Because only the text is wanted, repeat the records below exactly and omit the pictures.
══ Data to process ══
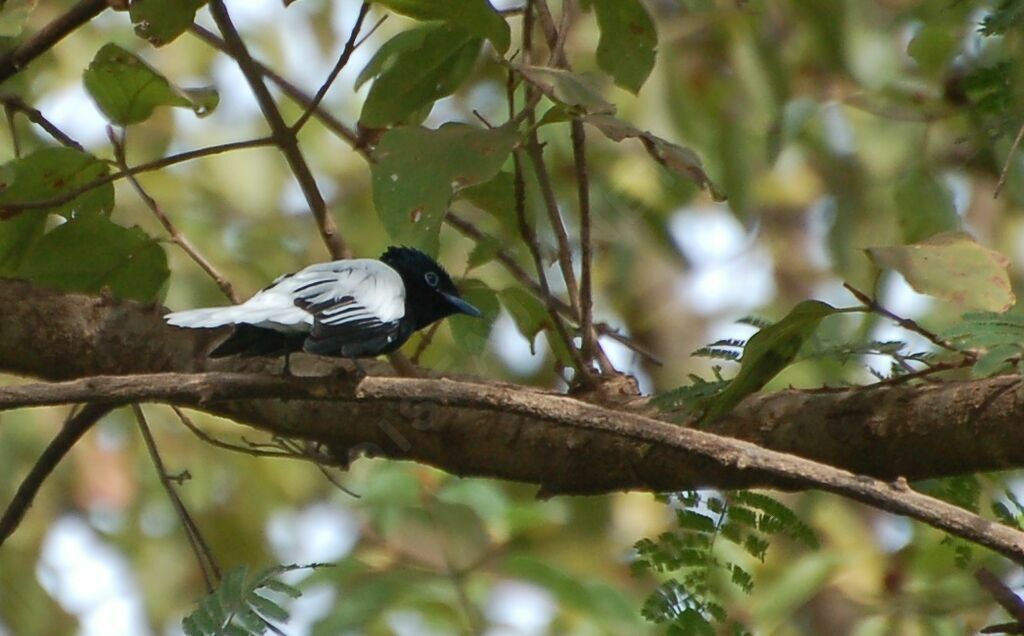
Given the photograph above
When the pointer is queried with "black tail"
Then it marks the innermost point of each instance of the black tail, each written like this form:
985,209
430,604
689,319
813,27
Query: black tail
252,340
═══
__Answer section__
Given the photograph above
When the pointer is queried with "black tail"
Then it marks the innermost point of each instance of the black tail, each written like this form:
985,209
430,604
689,319
813,27
Query: black tail
252,340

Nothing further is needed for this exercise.